## YOUR GOAL
Write out the listing below from the line containing "[locate] laptop (give" to its last line, unaltered, ends included.

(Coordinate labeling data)

□ □ □ □ □ □ □

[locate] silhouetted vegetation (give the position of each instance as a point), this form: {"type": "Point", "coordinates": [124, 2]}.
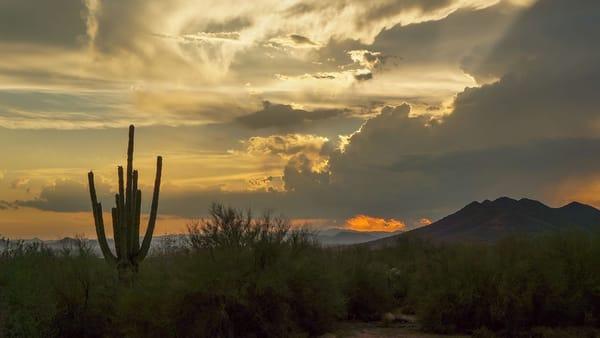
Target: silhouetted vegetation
{"type": "Point", "coordinates": [257, 277]}
{"type": "Point", "coordinates": [126, 218]}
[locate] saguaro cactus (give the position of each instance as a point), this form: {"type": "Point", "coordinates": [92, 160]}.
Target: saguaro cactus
{"type": "Point", "coordinates": [126, 218]}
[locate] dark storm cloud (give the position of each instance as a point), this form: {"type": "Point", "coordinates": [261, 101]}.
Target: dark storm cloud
{"type": "Point", "coordinates": [282, 116]}
{"type": "Point", "coordinates": [523, 135]}
{"type": "Point", "coordinates": [36, 22]}
{"type": "Point", "coordinates": [452, 40]}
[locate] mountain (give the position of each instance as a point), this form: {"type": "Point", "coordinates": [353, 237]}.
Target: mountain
{"type": "Point", "coordinates": [489, 221]}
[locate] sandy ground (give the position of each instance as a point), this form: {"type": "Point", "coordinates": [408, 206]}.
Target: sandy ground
{"type": "Point", "coordinates": [377, 330]}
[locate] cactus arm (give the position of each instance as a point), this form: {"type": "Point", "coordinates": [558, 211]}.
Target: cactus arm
{"type": "Point", "coordinates": [122, 213]}
{"type": "Point", "coordinates": [130, 193]}
{"type": "Point", "coordinates": [116, 225]}
{"type": "Point", "coordinates": [131, 217]}
{"type": "Point", "coordinates": [138, 210]}
{"type": "Point", "coordinates": [153, 210]}
{"type": "Point", "coordinates": [99, 223]}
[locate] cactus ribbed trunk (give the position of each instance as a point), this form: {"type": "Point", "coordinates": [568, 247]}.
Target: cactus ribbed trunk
{"type": "Point", "coordinates": [126, 218]}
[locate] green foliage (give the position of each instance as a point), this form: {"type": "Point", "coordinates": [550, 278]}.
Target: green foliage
{"type": "Point", "coordinates": [281, 283]}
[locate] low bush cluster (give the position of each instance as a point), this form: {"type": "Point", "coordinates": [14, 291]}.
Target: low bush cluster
{"type": "Point", "coordinates": [256, 277]}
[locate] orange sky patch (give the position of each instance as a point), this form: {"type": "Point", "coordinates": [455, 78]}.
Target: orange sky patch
{"type": "Point", "coordinates": [26, 223]}
{"type": "Point", "coordinates": [368, 223]}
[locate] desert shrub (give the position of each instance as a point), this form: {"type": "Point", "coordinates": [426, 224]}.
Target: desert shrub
{"type": "Point", "coordinates": [367, 288]}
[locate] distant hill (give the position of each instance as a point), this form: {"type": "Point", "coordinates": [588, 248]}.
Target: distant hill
{"type": "Point", "coordinates": [345, 236]}
{"type": "Point", "coordinates": [489, 221]}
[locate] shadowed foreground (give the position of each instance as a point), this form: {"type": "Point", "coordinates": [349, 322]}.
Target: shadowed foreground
{"type": "Point", "coordinates": [261, 279]}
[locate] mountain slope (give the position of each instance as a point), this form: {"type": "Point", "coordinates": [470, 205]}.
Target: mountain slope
{"type": "Point", "coordinates": [489, 221]}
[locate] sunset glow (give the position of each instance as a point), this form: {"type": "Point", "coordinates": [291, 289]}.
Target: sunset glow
{"type": "Point", "coordinates": [389, 110]}
{"type": "Point", "coordinates": [368, 223]}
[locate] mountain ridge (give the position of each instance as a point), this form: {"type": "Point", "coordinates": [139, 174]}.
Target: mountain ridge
{"type": "Point", "coordinates": [489, 221]}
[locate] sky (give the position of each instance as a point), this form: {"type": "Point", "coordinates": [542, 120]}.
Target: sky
{"type": "Point", "coordinates": [369, 115]}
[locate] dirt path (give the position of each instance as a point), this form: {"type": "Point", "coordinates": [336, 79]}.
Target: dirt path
{"type": "Point", "coordinates": [377, 330]}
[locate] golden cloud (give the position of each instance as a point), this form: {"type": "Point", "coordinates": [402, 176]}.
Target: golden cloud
{"type": "Point", "coordinates": [369, 223]}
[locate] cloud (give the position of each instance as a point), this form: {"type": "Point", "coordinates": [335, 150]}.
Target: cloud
{"type": "Point", "coordinates": [368, 223]}
{"type": "Point", "coordinates": [66, 196]}
{"type": "Point", "coordinates": [285, 145]}
{"type": "Point", "coordinates": [527, 131]}
{"type": "Point", "coordinates": [286, 117]}
{"type": "Point", "coordinates": [30, 21]}
{"type": "Point", "coordinates": [301, 40]}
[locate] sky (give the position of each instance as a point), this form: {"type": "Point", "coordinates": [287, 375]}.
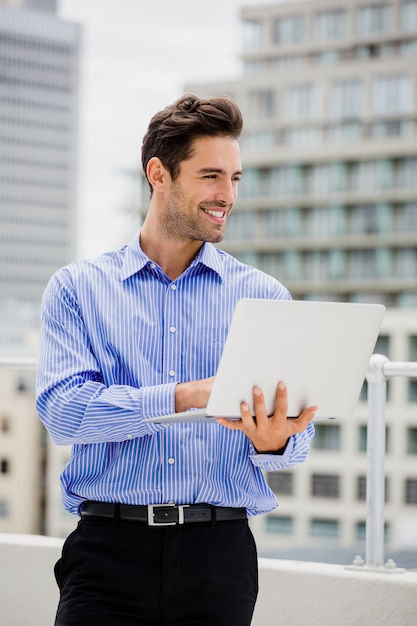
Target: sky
{"type": "Point", "coordinates": [137, 56]}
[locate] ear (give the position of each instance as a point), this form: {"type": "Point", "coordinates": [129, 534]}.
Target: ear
{"type": "Point", "coordinates": [157, 175]}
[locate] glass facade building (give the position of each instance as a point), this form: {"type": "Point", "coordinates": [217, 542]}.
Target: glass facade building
{"type": "Point", "coordinates": [39, 83]}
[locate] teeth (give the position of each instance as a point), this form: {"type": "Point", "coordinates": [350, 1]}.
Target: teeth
{"type": "Point", "coordinates": [215, 213]}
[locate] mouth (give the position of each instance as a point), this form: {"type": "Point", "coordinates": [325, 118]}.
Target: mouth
{"type": "Point", "coordinates": [217, 215]}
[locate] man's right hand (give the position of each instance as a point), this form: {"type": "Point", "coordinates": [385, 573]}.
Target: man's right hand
{"type": "Point", "coordinates": [193, 395]}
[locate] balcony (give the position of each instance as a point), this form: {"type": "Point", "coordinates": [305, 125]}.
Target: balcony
{"type": "Point", "coordinates": [292, 592]}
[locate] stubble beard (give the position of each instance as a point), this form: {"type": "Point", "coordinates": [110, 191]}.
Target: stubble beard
{"type": "Point", "coordinates": [183, 220]}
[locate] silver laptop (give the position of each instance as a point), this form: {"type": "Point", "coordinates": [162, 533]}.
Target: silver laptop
{"type": "Point", "coordinates": [321, 351]}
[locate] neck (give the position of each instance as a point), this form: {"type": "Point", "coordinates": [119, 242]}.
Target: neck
{"type": "Point", "coordinates": [171, 255]}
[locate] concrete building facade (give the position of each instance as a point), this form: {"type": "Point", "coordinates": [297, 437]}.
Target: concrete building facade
{"type": "Point", "coordinates": [39, 85]}
{"type": "Point", "coordinates": [328, 205]}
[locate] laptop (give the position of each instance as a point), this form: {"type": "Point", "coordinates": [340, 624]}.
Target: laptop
{"type": "Point", "coordinates": [321, 350]}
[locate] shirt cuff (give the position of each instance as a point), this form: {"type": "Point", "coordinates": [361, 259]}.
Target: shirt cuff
{"type": "Point", "coordinates": [157, 400]}
{"type": "Point", "coordinates": [271, 462]}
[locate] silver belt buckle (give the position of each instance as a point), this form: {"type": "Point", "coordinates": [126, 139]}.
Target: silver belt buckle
{"type": "Point", "coordinates": [151, 514]}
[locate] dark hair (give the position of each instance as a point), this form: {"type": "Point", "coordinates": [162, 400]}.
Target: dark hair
{"type": "Point", "coordinates": [171, 132]}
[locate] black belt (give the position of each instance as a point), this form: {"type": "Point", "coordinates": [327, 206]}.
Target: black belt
{"type": "Point", "coordinates": [162, 514]}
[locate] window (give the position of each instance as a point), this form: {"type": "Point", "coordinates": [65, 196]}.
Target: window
{"type": "Point", "coordinates": [242, 225]}
{"type": "Point", "coordinates": [327, 437]}
{"type": "Point", "coordinates": [289, 30]}
{"type": "Point", "coordinates": [361, 488]}
{"type": "Point", "coordinates": [4, 466]}
{"type": "Point", "coordinates": [325, 486]}
{"type": "Point", "coordinates": [252, 36]}
{"type": "Point", "coordinates": [4, 424]}
{"type": "Point", "coordinates": [324, 528]}
{"type": "Point", "coordinates": [330, 25]}
{"type": "Point", "coordinates": [409, 16]}
{"type": "Point", "coordinates": [4, 508]}
{"type": "Point", "coordinates": [281, 482]}
{"type": "Point", "coordinates": [374, 20]}
{"type": "Point", "coordinates": [412, 440]}
{"type": "Point", "coordinates": [361, 531]}
{"type": "Point", "coordinates": [363, 439]}
{"type": "Point", "coordinates": [279, 525]}
{"type": "Point", "coordinates": [406, 263]}
{"type": "Point", "coordinates": [346, 100]}
{"type": "Point", "coordinates": [405, 220]}
{"type": "Point", "coordinates": [262, 104]}
{"type": "Point", "coordinates": [281, 223]}
{"type": "Point", "coordinates": [411, 491]}
{"type": "Point", "coordinates": [391, 95]}
{"type": "Point", "coordinates": [303, 102]}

□ □ □ □ □ □ □

## RESPONSE
[locate] laptop (give the position of each instance as a point), this form: {"type": "Point", "coordinates": [340, 624]}.
Target: laptop
{"type": "Point", "coordinates": [321, 350]}
[locate] shirt cuff (give the position of each instance as a point), this form: {"type": "Point", "coordinates": [361, 259]}.
Target: shirt cuff
{"type": "Point", "coordinates": [157, 400]}
{"type": "Point", "coordinates": [271, 462]}
[locate] silver belt buckle (give the position of each instance as a point), this form: {"type": "Point", "coordinates": [126, 139]}.
Target: silver belt buckle
{"type": "Point", "coordinates": [151, 514]}
[locate] dark hair (give the position of each instance as a point), this form: {"type": "Point", "coordinates": [162, 400]}.
Target: dark hair
{"type": "Point", "coordinates": [171, 132]}
[locate] black belt (give the position of each instance as a point), this form: {"type": "Point", "coordinates": [327, 206]}.
Target: black belt
{"type": "Point", "coordinates": [162, 514]}
[locate] window (give the position of each instance as a point), this form: {"type": "Point", "coordinates": [65, 196]}.
Target: window
{"type": "Point", "coordinates": [242, 225]}
{"type": "Point", "coordinates": [327, 437]}
{"type": "Point", "coordinates": [289, 30]}
{"type": "Point", "coordinates": [361, 488]}
{"type": "Point", "coordinates": [4, 466]}
{"type": "Point", "coordinates": [325, 486]}
{"type": "Point", "coordinates": [252, 36]}
{"type": "Point", "coordinates": [4, 424]}
{"type": "Point", "coordinates": [324, 528]}
{"type": "Point", "coordinates": [330, 25]}
{"type": "Point", "coordinates": [409, 16]}
{"type": "Point", "coordinates": [4, 508]}
{"type": "Point", "coordinates": [281, 482]}
{"type": "Point", "coordinates": [374, 20]}
{"type": "Point", "coordinates": [412, 440]}
{"type": "Point", "coordinates": [361, 531]}
{"type": "Point", "coordinates": [363, 439]}
{"type": "Point", "coordinates": [279, 525]}
{"type": "Point", "coordinates": [406, 263]}
{"type": "Point", "coordinates": [346, 100]}
{"type": "Point", "coordinates": [405, 220]}
{"type": "Point", "coordinates": [262, 104]}
{"type": "Point", "coordinates": [281, 223]}
{"type": "Point", "coordinates": [411, 491]}
{"type": "Point", "coordinates": [391, 95]}
{"type": "Point", "coordinates": [303, 102]}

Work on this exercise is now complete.